[Task description] Write out each record below exactly as it appears, with no pictures.

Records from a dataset
START
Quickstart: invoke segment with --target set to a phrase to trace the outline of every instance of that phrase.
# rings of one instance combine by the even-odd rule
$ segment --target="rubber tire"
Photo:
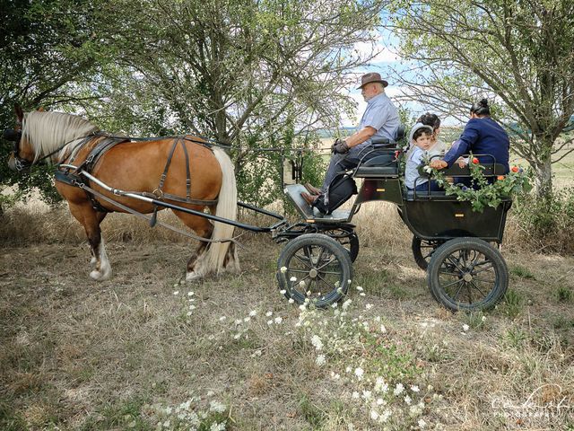
[[[417,266],[421,269],[424,269],[426,271],[427,268],[429,268],[429,261],[430,260],[430,258],[432,257],[432,254],[437,250],[437,248],[442,245],[444,242],[441,242],[439,240],[434,240],[434,242],[436,242],[437,244],[433,245],[434,250],[428,256],[428,259],[429,259],[428,260],[424,259],[424,256],[422,256],[422,251],[421,250],[421,245],[422,244],[422,242],[425,242],[427,243],[430,242],[427,240],[422,240],[418,236],[413,235],[413,241],[411,242],[411,250],[413,251],[413,257],[414,258],[414,261],[416,262]],[[429,245],[431,245],[431,244],[429,244]]]
[[[335,241],[339,242],[339,244],[341,244],[343,248],[346,250],[347,252],[349,253],[351,261],[354,262],[357,259],[357,256],[359,256],[359,250],[360,250],[359,237],[357,236],[357,233],[355,233],[355,232],[353,231],[352,233],[351,233],[351,235],[345,236],[345,237],[340,237],[340,238],[334,238],[329,234],[330,232],[336,232],[336,231],[342,231],[342,230],[344,230],[344,229],[328,229],[328,230],[321,231],[321,233],[325,233],[326,235],[329,236],[330,238],[333,238]],[[345,232],[348,232],[348,231],[345,230]],[[343,242],[344,241],[347,241],[347,240],[349,241],[349,242]]]
[[[459,251],[478,251],[492,263],[494,285],[481,301],[460,303],[452,298],[440,286],[439,271],[443,262],[448,256]],[[453,273],[457,271],[453,271]],[[460,269],[457,272],[462,275]],[[509,269],[500,252],[485,241],[472,237],[456,238],[442,244],[432,254],[427,270],[427,284],[433,297],[449,310],[456,312],[459,310],[488,310],[494,307],[504,297],[509,286]]]
[[[352,262],[349,252],[339,242],[323,233],[306,233],[290,241],[283,247],[277,259],[277,282],[279,290],[284,290],[287,298],[292,298],[297,303],[304,303],[306,296],[300,291],[291,289],[291,274],[289,269],[282,272],[281,268],[289,268],[291,259],[303,247],[317,246],[328,251],[337,260],[338,268],[341,269],[339,285],[336,288],[325,294],[321,298],[314,298],[311,303],[317,308],[326,308],[341,300],[349,290],[350,280],[352,278]]]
END
[Task solution]
Quickstart: invoke segment with --target set to a phrase to trace the outline of every instance of that phrase.
# rings of one instance combine by the even-odd rule
$ segment --target="rubber tire"
Photo:
[[[417,266],[421,269],[424,269],[426,271],[427,268],[429,268],[429,261],[430,260],[430,258],[432,257],[432,254],[437,250],[437,248],[442,245],[444,242],[441,242],[439,240],[434,240],[434,242],[436,242],[437,244],[433,245],[434,250],[428,256],[428,259],[429,259],[428,260],[424,259],[424,256],[422,256],[422,251],[421,250],[421,245],[422,244],[422,242],[425,242],[427,243],[430,242],[427,240],[422,240],[418,236],[413,235],[413,241],[411,242],[411,250],[413,251],[413,257],[414,258],[414,261],[416,262]],[[429,245],[431,245],[431,244],[429,244]]]
[[[335,241],[339,242],[339,244],[341,244],[343,248],[346,250],[347,252],[349,253],[351,261],[354,262],[357,259],[357,256],[359,256],[359,250],[360,250],[359,237],[357,236],[357,233],[355,233],[355,232],[353,231],[352,233],[351,233],[351,235],[345,236],[345,237],[340,237],[340,238],[334,238],[329,234],[330,232],[336,232],[336,231],[342,231],[342,230],[344,230],[344,229],[328,229],[328,230],[321,231],[321,233],[325,233],[326,235],[329,236],[330,238],[333,238]],[[345,232],[348,232],[348,231],[345,230]],[[343,242],[344,241],[347,241],[347,240],[349,241],[349,242]]]
[[[459,251],[478,251],[492,263],[494,285],[481,301],[460,303],[452,298],[440,286],[439,271],[443,262],[448,256]],[[453,273],[457,271],[453,271]],[[460,269],[457,272],[462,275]],[[509,269],[500,252],[485,241],[472,237],[456,238],[442,244],[432,254],[427,270],[427,284],[433,297],[449,310],[456,312],[459,310],[488,310],[494,307],[504,297],[509,286]]]
[[[352,262],[349,252],[339,242],[323,233],[306,233],[290,241],[283,247],[277,259],[277,282],[279,290],[284,290],[287,298],[292,298],[297,303],[304,303],[306,296],[300,291],[291,289],[291,274],[289,269],[282,272],[281,268],[289,268],[291,259],[303,247],[317,246],[328,251],[337,260],[338,268],[341,269],[339,285],[336,288],[325,294],[321,298],[314,298],[311,303],[317,308],[326,308],[341,300],[349,290],[350,280],[352,278]]]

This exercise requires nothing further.